**Task details:** Repeat exactly the lines that run from the start of the records below to the line with "mark: white car", including both of those lines but not the pictures.
***** Exercise data *****
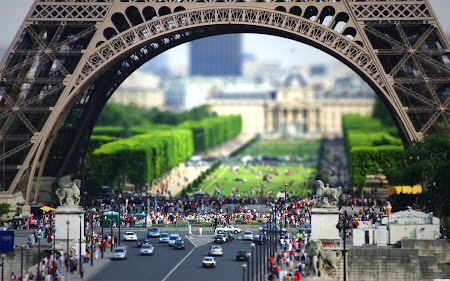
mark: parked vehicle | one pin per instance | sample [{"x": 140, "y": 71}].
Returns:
[
  {"x": 119, "y": 253},
  {"x": 130, "y": 236},
  {"x": 215, "y": 251},
  {"x": 147, "y": 249},
  {"x": 208, "y": 262}
]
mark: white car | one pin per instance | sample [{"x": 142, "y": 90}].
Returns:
[
  {"x": 130, "y": 236},
  {"x": 164, "y": 238},
  {"x": 173, "y": 238},
  {"x": 119, "y": 253},
  {"x": 227, "y": 228},
  {"x": 208, "y": 262},
  {"x": 248, "y": 235},
  {"x": 215, "y": 251},
  {"x": 147, "y": 249}
]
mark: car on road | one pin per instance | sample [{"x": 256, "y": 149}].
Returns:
[
  {"x": 248, "y": 235},
  {"x": 142, "y": 241},
  {"x": 120, "y": 253},
  {"x": 164, "y": 238},
  {"x": 147, "y": 249},
  {"x": 179, "y": 244},
  {"x": 215, "y": 251},
  {"x": 172, "y": 238},
  {"x": 227, "y": 228},
  {"x": 259, "y": 239},
  {"x": 208, "y": 262},
  {"x": 272, "y": 228},
  {"x": 130, "y": 236},
  {"x": 219, "y": 238},
  {"x": 153, "y": 233},
  {"x": 228, "y": 237},
  {"x": 306, "y": 228},
  {"x": 242, "y": 256}
]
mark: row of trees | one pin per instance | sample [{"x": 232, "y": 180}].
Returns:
[
  {"x": 153, "y": 150},
  {"x": 142, "y": 158},
  {"x": 371, "y": 148}
]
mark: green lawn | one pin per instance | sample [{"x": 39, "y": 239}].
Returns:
[
  {"x": 292, "y": 148},
  {"x": 225, "y": 178}
]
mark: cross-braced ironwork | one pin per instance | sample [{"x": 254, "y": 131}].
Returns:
[{"x": 70, "y": 56}]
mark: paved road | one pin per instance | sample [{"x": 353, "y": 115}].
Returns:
[{"x": 176, "y": 265}]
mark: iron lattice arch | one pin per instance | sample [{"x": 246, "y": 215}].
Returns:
[{"x": 70, "y": 56}]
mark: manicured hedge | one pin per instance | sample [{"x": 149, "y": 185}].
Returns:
[{"x": 371, "y": 148}]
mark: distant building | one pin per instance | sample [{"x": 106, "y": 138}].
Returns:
[
  {"x": 292, "y": 109},
  {"x": 216, "y": 56},
  {"x": 143, "y": 89}
]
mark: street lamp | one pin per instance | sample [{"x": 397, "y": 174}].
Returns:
[
  {"x": 68, "y": 255},
  {"x": 21, "y": 261},
  {"x": 54, "y": 252},
  {"x": 252, "y": 245},
  {"x": 343, "y": 224},
  {"x": 79, "y": 250},
  {"x": 92, "y": 236},
  {"x": 263, "y": 256},
  {"x": 102, "y": 222},
  {"x": 3, "y": 256},
  {"x": 39, "y": 259},
  {"x": 249, "y": 256}
]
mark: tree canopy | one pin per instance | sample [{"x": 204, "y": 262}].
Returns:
[{"x": 428, "y": 163}]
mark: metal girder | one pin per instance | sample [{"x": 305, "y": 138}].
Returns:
[{"x": 66, "y": 47}]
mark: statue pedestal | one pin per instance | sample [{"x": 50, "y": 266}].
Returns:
[
  {"x": 323, "y": 226},
  {"x": 71, "y": 231}
]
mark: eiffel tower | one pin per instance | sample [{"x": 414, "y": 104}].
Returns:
[{"x": 69, "y": 57}]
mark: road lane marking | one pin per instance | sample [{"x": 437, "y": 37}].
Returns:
[{"x": 176, "y": 266}]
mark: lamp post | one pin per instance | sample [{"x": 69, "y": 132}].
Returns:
[
  {"x": 21, "y": 261},
  {"x": 39, "y": 258},
  {"x": 112, "y": 236},
  {"x": 54, "y": 252},
  {"x": 249, "y": 256},
  {"x": 343, "y": 224},
  {"x": 79, "y": 250},
  {"x": 101, "y": 222},
  {"x": 92, "y": 236},
  {"x": 262, "y": 255},
  {"x": 252, "y": 245},
  {"x": 3, "y": 256},
  {"x": 68, "y": 255}
]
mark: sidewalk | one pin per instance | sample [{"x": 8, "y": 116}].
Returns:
[{"x": 89, "y": 270}]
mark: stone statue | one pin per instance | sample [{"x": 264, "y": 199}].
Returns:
[
  {"x": 69, "y": 195},
  {"x": 325, "y": 192},
  {"x": 317, "y": 258}
]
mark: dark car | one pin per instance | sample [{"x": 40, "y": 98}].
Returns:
[
  {"x": 241, "y": 256},
  {"x": 142, "y": 241},
  {"x": 259, "y": 239},
  {"x": 219, "y": 238},
  {"x": 153, "y": 233},
  {"x": 274, "y": 228},
  {"x": 228, "y": 237},
  {"x": 178, "y": 245}
]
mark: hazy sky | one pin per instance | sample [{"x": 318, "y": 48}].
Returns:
[{"x": 288, "y": 52}]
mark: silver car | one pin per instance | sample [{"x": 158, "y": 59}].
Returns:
[
  {"x": 173, "y": 238},
  {"x": 147, "y": 249},
  {"x": 119, "y": 253},
  {"x": 215, "y": 251},
  {"x": 164, "y": 238}
]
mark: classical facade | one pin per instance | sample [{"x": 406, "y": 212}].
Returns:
[{"x": 294, "y": 109}]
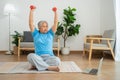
*****
**Solved problem:**
mark: parked vehicle | one pin per instance | sample [{"x": 140, "y": 71}].
Returns:
[
  {"x": 119, "y": 253},
  {"x": 130, "y": 236},
  {"x": 215, "y": 251},
  {"x": 147, "y": 249},
  {"x": 208, "y": 262}
]
mark: white car | one pin per instance | sample [{"x": 142, "y": 90}].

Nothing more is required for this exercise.